> _WORK INSTRUCTIONS_:
In the records below, find the line holding "target | license plate" and the line holding "target | gravel stone". Set down both, with every line between them, exactly.

[Natural language region descriptions]
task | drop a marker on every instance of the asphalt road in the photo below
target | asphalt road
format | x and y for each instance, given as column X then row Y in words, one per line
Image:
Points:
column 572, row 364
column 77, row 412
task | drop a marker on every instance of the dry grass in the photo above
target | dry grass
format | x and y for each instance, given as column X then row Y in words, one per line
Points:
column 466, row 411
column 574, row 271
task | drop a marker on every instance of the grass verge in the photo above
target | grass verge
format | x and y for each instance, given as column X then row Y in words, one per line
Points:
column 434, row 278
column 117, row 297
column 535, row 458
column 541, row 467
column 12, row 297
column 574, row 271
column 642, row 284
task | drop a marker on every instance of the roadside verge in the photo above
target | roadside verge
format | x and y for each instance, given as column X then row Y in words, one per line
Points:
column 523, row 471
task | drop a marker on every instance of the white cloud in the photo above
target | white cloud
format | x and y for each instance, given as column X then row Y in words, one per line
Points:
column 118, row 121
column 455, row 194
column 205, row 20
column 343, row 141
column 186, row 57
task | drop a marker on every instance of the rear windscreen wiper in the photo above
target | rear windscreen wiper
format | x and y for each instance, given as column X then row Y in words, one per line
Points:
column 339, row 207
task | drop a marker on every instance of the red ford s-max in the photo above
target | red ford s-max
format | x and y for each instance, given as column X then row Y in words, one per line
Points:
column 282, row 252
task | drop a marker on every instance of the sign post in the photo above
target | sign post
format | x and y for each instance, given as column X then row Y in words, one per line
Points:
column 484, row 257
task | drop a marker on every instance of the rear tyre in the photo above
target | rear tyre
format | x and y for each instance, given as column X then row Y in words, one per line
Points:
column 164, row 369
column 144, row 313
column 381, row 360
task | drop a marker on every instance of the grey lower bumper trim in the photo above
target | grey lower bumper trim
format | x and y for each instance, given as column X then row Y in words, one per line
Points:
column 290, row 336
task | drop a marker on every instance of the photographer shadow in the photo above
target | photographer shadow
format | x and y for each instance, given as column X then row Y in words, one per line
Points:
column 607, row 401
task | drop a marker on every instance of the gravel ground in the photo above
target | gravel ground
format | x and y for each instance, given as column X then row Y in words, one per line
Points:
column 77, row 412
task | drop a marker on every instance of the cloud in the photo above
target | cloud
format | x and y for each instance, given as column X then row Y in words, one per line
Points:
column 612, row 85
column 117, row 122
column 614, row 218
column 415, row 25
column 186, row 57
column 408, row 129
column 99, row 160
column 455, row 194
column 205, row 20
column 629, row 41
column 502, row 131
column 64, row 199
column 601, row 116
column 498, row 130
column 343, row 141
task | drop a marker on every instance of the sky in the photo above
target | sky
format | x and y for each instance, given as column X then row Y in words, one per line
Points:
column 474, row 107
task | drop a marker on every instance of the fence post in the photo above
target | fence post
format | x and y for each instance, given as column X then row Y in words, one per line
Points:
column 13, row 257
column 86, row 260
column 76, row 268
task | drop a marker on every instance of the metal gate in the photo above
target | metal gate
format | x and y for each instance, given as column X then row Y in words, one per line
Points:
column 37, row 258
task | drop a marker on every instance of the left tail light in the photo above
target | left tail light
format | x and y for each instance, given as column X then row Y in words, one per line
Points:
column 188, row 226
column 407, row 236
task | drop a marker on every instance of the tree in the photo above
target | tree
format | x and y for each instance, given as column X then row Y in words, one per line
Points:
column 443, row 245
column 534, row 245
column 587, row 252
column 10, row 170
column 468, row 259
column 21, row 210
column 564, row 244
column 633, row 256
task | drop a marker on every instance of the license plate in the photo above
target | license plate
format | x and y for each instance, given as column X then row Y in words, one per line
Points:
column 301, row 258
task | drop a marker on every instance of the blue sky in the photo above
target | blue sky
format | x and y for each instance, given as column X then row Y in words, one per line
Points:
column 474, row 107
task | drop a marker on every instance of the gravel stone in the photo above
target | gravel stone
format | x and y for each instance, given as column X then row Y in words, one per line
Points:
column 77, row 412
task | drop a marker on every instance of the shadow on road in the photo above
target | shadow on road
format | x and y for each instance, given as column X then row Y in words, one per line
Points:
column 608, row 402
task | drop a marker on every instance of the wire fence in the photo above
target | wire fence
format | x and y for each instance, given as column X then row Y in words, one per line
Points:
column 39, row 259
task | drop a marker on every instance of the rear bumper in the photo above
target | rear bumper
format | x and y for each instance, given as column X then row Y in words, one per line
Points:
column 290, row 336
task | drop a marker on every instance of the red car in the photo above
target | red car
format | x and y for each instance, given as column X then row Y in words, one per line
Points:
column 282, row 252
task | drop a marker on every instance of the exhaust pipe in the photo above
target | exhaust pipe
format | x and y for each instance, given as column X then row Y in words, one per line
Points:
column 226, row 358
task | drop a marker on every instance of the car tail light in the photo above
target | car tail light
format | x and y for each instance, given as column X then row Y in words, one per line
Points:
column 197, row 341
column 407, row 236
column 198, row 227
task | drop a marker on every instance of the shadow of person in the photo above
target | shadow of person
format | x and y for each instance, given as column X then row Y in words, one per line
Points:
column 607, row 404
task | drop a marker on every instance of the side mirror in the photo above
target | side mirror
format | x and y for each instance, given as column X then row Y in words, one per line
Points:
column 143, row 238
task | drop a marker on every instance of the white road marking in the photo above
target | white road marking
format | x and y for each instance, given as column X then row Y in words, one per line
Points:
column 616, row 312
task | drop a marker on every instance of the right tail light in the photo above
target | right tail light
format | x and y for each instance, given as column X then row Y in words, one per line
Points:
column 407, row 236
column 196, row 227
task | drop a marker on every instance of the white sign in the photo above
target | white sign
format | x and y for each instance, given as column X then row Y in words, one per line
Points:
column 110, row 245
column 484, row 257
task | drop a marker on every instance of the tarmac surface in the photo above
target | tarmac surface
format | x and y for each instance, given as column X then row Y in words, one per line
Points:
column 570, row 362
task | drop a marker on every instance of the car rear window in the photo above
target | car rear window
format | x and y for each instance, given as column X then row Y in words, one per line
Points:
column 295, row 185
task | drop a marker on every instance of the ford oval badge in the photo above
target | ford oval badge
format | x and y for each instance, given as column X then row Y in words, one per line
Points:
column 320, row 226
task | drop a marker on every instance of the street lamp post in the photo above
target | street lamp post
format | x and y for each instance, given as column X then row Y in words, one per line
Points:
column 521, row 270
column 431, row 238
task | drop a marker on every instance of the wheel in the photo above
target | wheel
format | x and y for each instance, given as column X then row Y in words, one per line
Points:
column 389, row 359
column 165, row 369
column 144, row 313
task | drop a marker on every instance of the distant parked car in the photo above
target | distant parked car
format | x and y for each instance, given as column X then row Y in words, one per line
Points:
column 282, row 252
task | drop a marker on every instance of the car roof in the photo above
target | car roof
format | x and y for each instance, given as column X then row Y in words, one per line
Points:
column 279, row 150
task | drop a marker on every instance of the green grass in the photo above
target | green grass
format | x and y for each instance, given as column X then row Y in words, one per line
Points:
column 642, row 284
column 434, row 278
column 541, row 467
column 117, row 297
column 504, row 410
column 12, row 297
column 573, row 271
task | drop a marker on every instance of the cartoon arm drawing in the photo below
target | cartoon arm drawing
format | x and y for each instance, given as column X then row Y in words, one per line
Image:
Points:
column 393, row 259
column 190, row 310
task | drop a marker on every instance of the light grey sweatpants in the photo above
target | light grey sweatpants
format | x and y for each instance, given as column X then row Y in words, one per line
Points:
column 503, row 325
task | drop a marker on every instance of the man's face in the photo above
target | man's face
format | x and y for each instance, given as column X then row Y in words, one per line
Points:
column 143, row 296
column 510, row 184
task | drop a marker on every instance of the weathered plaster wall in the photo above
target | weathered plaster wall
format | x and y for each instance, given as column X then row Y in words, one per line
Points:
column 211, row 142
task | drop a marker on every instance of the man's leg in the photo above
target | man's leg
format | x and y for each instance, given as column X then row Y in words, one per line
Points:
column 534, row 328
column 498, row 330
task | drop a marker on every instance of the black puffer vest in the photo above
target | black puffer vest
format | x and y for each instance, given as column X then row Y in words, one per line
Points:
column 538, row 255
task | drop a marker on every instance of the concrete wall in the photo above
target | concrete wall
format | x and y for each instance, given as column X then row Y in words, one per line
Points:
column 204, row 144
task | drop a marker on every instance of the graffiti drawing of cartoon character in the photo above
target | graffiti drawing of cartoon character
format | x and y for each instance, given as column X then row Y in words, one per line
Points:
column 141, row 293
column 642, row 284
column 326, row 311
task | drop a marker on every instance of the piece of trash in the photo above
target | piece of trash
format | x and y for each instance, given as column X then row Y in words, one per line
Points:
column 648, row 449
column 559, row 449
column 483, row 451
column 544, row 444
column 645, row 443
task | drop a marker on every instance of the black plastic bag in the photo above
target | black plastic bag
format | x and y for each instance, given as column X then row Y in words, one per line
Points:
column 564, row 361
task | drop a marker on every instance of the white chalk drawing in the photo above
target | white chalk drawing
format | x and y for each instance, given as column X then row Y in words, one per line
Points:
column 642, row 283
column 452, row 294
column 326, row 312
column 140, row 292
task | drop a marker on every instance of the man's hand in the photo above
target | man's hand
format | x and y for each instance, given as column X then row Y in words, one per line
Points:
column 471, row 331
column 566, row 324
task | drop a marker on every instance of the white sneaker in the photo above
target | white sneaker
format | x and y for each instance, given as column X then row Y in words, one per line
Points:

> _RESPONSE TO THE TASK_:
target | license plate
format | x and y for each instance, given as column X then row Y in words, one per line
Points:
column 301, row 258
task | drop a marker on every instance of the blue sky in the photo above
target | blue sky
format | x and y for each instance, given as column X then row Y in words, one per line
Points:
column 474, row 107
task | drop a marker on every instance of the gravel stone in the photo above
target | gravel stone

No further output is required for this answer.